• _What you should do_: Substitute "activity" for "exercise" in the data, from the line that contains "In this exercise you will tag the dark water" through the end of the data, inclusive, keeping everything else unchanged. Reproduce only those lines, and leave the pictures out.

Image location labeling data:
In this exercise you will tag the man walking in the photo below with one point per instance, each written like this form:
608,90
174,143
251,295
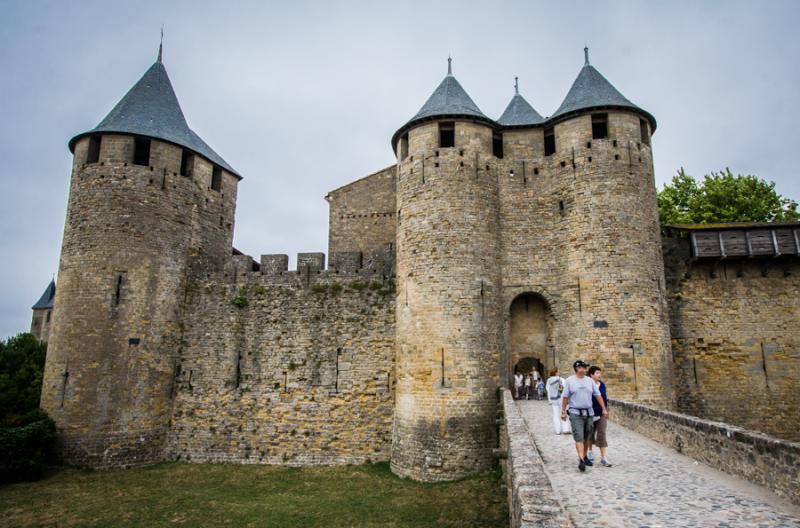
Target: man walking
579,390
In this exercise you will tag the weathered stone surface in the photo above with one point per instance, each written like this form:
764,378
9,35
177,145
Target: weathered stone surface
735,329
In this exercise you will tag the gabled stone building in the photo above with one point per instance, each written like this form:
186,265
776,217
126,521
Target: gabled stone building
489,245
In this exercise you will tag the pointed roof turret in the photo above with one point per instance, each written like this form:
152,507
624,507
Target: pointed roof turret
448,100
46,300
151,109
519,112
592,90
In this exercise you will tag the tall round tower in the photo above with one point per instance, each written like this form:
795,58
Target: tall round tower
601,143
149,203
448,278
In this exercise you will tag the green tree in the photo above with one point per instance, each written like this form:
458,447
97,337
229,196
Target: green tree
723,197
21,371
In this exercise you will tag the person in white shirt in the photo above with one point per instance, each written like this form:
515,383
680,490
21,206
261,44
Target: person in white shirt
528,387
579,391
517,385
554,385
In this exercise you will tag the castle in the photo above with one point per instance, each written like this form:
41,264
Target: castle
490,245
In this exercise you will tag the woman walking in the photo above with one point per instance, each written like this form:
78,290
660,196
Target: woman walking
555,385
598,437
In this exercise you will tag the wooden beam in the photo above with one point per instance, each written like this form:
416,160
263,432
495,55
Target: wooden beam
775,249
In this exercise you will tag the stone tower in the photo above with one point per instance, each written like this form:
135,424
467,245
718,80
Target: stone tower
613,244
149,202
42,313
448,285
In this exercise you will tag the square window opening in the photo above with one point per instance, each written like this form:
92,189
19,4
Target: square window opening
447,135
497,145
93,154
216,179
599,126
644,131
549,141
187,162
141,152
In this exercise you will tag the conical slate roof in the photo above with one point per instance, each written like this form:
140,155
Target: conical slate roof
519,112
46,300
449,99
592,90
151,109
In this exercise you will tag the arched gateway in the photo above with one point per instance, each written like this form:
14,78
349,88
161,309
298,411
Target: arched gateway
529,345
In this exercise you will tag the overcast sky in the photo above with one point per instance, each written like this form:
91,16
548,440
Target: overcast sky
303,97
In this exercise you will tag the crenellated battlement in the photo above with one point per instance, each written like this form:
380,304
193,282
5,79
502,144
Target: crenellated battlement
344,267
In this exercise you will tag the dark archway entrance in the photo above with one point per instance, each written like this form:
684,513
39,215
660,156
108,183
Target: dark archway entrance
528,340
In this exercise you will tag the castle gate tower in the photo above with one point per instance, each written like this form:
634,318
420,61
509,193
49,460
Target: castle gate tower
448,278
613,252
149,202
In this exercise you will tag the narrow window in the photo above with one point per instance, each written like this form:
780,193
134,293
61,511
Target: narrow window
93,155
118,290
187,162
599,126
645,132
216,179
141,152
549,141
497,145
447,135
404,147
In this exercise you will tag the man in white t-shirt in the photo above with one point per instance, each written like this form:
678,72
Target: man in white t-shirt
577,398
517,385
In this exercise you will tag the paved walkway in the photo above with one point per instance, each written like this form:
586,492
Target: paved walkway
650,485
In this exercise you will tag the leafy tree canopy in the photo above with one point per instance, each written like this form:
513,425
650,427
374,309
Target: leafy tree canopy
21,370
723,197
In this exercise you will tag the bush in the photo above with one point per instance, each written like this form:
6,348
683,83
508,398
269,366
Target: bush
21,371
25,429
23,450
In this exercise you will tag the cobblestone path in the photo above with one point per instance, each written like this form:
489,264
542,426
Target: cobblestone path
649,485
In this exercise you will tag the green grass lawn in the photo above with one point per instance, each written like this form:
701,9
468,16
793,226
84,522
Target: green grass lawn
237,495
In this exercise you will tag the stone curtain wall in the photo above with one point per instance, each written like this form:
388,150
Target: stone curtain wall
363,214
283,367
736,339
758,458
531,499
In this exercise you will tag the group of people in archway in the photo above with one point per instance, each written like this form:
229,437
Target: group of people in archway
528,386
580,408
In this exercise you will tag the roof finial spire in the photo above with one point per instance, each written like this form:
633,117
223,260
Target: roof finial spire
161,45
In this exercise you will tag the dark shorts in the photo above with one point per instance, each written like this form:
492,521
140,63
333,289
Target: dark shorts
599,433
582,427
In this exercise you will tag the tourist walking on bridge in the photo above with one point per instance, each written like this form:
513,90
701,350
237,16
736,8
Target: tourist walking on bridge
554,385
598,437
579,390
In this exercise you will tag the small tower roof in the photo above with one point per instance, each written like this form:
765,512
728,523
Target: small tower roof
151,109
46,300
592,90
519,112
449,99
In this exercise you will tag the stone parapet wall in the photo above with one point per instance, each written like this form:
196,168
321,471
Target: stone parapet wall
761,459
531,499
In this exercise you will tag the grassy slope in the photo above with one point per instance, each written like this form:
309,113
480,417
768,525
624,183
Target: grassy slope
236,495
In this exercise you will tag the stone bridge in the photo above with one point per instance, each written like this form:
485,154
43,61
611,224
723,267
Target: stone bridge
651,483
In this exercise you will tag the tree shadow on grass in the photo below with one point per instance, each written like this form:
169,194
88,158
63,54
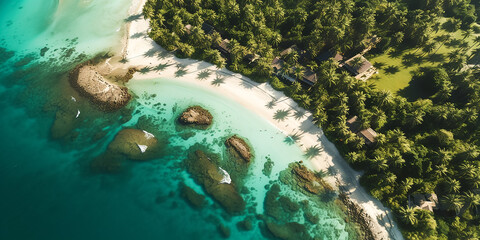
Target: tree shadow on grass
391,69
281,115
160,67
395,53
150,53
133,18
454,43
137,35
411,59
436,57
379,65
419,87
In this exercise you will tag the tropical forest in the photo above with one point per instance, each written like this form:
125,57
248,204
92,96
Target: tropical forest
395,84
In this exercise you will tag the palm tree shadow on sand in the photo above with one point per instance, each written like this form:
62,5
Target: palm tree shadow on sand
150,53
160,67
219,79
204,74
313,151
299,114
133,18
145,70
281,115
292,138
271,104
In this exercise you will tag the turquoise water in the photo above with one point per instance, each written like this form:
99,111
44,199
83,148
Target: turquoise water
48,189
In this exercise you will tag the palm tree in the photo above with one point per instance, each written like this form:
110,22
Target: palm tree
408,216
466,33
452,202
276,38
379,163
428,48
469,200
443,38
441,170
299,70
452,185
385,97
406,185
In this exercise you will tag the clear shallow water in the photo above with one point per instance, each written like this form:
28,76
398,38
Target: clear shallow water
48,190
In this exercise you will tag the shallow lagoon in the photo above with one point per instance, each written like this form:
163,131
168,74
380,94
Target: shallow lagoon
48,189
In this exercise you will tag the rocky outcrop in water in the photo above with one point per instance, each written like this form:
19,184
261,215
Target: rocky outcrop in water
196,116
191,197
64,123
305,179
362,219
107,163
288,231
91,84
239,147
206,173
135,144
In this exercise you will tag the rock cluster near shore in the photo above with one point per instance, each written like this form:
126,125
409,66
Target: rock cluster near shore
358,215
196,116
307,180
239,147
193,198
135,144
91,84
288,231
206,173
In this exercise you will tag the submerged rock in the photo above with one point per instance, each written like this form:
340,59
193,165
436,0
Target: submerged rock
135,144
239,147
223,230
308,180
207,174
107,163
245,225
64,123
193,198
90,83
288,231
196,116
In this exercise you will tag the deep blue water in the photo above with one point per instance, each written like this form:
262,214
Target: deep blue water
47,187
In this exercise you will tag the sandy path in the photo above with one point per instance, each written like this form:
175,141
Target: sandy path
141,51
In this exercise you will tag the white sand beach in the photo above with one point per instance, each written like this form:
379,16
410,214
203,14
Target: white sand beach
141,51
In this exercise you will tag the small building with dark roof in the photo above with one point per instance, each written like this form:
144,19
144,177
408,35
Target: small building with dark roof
188,28
368,134
309,77
360,67
224,48
250,58
330,54
428,201
278,69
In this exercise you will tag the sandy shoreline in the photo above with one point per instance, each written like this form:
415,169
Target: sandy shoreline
141,51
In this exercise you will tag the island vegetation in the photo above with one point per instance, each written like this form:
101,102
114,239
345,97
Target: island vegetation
419,143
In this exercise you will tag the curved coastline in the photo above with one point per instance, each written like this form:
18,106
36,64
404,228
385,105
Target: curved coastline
142,51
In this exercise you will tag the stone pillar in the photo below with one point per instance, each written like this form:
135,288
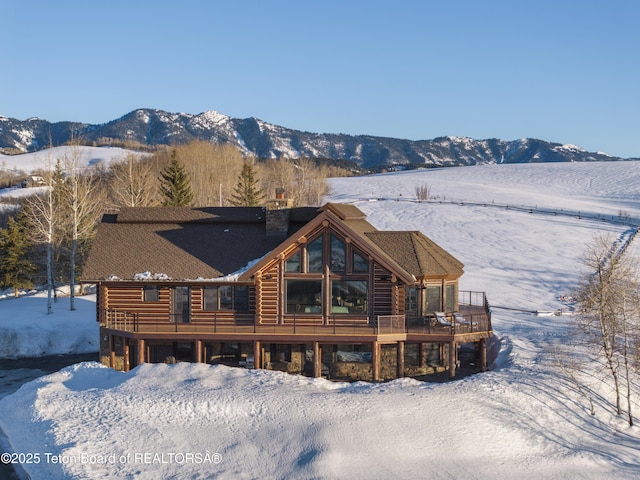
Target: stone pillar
400,360
422,355
112,352
483,355
256,355
141,351
317,359
126,360
452,360
375,361
198,351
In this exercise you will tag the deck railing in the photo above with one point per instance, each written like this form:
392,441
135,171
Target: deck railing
473,316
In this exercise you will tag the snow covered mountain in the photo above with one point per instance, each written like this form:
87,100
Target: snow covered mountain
256,137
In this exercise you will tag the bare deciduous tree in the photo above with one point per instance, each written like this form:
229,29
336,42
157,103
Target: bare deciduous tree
133,182
609,299
81,196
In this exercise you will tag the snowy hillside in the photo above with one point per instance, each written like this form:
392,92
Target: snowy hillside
520,230
89,156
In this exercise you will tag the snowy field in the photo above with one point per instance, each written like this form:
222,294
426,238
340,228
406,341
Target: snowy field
88,156
523,419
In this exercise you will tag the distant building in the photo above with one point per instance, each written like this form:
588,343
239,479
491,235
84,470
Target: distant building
33,181
314,291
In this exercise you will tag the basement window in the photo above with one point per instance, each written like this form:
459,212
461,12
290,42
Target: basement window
151,293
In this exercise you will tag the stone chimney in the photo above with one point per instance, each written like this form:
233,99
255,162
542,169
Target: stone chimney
278,212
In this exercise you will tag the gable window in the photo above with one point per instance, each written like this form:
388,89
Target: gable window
314,256
225,297
434,295
449,297
151,293
359,263
349,296
292,265
338,255
304,296
411,301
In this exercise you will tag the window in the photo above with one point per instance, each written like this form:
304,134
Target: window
181,299
450,297
360,263
349,296
338,255
225,297
314,256
210,298
433,298
292,265
241,298
151,293
411,300
304,296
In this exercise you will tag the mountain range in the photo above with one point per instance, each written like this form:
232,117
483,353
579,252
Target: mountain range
150,127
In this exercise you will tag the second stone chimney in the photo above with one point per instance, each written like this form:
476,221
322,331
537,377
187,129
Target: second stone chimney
278,213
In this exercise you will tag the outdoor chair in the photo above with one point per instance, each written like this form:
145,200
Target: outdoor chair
460,320
441,320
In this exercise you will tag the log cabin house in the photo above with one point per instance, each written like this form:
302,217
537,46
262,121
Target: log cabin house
313,291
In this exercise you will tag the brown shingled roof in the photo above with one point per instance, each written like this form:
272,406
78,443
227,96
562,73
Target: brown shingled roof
417,254
181,243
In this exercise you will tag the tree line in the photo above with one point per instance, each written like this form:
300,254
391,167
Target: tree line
45,241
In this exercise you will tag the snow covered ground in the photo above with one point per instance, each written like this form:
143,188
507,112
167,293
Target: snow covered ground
524,419
89,156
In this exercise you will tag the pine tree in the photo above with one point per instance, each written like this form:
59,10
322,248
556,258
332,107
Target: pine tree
15,267
175,184
247,192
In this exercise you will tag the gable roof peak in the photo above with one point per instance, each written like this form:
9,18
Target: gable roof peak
343,211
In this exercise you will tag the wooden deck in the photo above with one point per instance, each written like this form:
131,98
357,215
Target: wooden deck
476,325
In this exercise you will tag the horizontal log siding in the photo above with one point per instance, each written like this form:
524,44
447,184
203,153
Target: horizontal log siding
130,299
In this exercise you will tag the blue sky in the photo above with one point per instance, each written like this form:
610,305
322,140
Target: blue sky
563,71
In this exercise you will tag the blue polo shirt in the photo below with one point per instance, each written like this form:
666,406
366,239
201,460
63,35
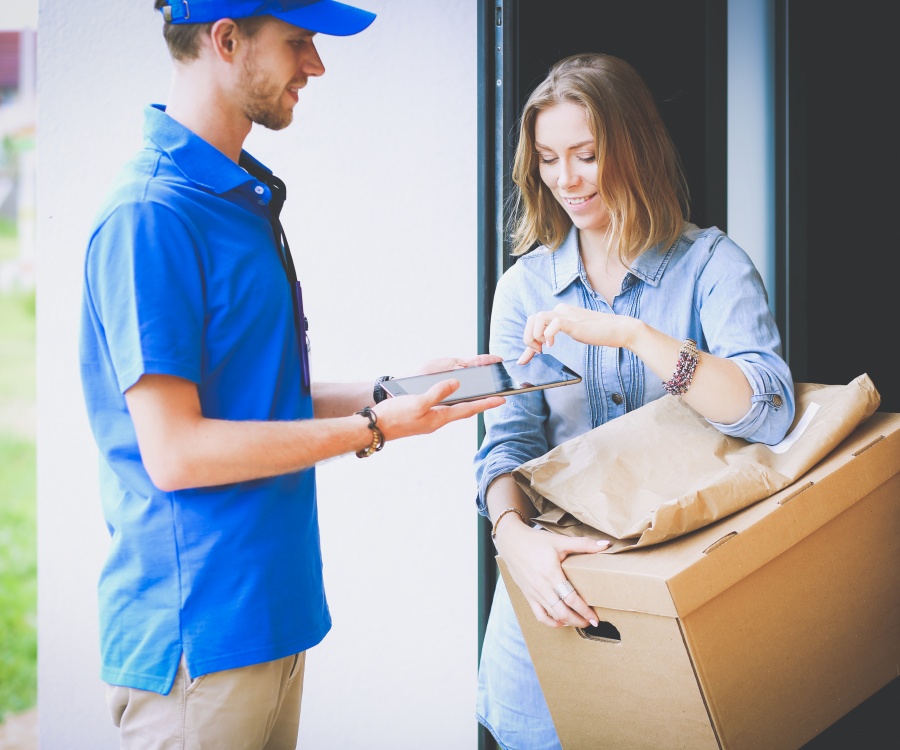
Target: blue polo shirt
182,277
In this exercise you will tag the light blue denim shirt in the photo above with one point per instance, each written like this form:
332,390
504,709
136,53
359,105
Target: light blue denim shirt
703,287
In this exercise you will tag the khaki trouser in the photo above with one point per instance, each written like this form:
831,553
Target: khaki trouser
251,708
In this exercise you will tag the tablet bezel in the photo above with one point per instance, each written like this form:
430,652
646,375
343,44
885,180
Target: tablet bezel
418,384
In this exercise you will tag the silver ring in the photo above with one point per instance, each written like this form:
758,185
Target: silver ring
563,589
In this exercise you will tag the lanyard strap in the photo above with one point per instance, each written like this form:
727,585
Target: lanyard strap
279,195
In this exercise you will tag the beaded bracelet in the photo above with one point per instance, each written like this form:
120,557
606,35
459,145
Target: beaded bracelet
688,358
377,435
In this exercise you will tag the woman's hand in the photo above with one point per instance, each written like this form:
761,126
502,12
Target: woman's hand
534,559
444,364
586,326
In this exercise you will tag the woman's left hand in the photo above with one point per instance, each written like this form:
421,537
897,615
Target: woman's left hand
586,326
445,364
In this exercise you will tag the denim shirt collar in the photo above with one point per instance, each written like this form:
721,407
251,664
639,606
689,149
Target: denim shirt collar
649,266
199,161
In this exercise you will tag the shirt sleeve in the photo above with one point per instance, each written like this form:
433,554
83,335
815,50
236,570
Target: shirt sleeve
145,283
515,431
738,325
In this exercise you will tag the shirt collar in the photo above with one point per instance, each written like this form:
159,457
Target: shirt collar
198,160
649,266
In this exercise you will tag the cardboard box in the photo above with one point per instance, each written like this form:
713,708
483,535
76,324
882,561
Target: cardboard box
758,631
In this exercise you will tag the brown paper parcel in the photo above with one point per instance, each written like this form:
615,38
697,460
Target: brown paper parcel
662,470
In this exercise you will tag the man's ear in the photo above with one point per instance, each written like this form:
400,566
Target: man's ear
224,37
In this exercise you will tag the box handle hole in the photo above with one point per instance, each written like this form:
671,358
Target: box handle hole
605,631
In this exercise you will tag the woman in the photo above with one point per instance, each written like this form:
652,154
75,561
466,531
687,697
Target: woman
648,303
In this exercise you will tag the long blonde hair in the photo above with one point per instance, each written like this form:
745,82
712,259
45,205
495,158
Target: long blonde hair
638,170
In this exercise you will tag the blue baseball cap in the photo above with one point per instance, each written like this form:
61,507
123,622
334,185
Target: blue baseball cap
324,16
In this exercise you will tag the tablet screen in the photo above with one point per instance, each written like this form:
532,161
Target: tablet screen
501,378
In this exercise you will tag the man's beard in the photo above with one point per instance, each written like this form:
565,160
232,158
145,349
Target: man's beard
262,103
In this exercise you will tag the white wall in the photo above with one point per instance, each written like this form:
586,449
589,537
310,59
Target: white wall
751,136
381,169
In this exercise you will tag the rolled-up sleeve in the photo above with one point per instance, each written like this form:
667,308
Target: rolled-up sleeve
738,325
515,431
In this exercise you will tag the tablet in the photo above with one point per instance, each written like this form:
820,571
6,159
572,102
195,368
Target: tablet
498,379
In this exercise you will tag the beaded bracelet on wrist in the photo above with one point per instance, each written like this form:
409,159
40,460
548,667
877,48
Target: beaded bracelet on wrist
688,358
377,436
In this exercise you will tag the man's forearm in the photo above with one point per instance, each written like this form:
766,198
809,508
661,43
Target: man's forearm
340,399
182,448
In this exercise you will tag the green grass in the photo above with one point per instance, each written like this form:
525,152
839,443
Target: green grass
18,527
18,576
17,337
9,240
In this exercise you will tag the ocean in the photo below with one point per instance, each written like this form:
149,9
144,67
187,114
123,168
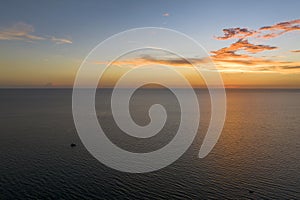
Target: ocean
257,155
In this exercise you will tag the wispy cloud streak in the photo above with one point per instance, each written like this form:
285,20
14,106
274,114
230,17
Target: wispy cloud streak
24,32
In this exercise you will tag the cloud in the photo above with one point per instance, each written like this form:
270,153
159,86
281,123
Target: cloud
295,51
265,32
238,46
19,31
232,63
239,33
279,29
24,32
237,57
61,40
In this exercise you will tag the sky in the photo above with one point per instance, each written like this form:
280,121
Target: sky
254,44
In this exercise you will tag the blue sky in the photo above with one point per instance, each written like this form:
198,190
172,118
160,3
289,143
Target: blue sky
86,23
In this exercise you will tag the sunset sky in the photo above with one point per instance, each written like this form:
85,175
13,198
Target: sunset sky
254,44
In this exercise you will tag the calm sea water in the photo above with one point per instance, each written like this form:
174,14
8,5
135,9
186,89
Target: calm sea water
258,151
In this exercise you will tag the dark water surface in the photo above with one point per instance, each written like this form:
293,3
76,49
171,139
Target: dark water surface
258,151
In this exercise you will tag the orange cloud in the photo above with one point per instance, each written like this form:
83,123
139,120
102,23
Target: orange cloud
61,40
279,29
295,51
19,31
239,33
265,32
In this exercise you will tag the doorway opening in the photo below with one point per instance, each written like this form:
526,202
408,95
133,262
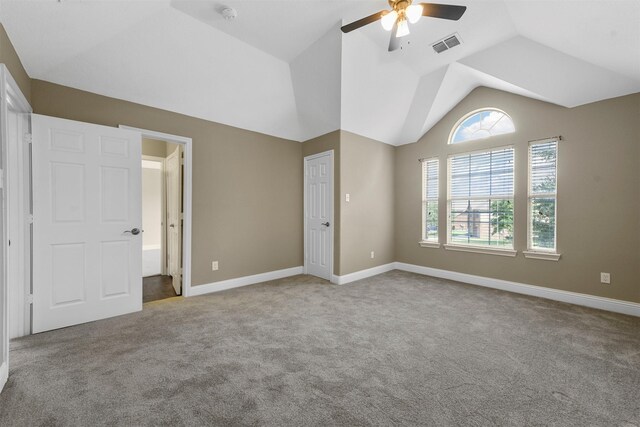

• _Result_:
In this activity you will tag the dark water surface in the photo above with one point per instance, each written like this form:
293,3
76,49
171,139
Target: dark water surface
258,151
In this activity you will tag the orange cloud in the photo above with one point per instance, each written like this form:
83,123
139,120
102,23
Target: orange cloud
61,40
279,29
295,51
19,31
239,33
265,32
In this activity you will tag the doorway opening in the photo below with one point per instance, each written like this form:
526,202
408,95
133,262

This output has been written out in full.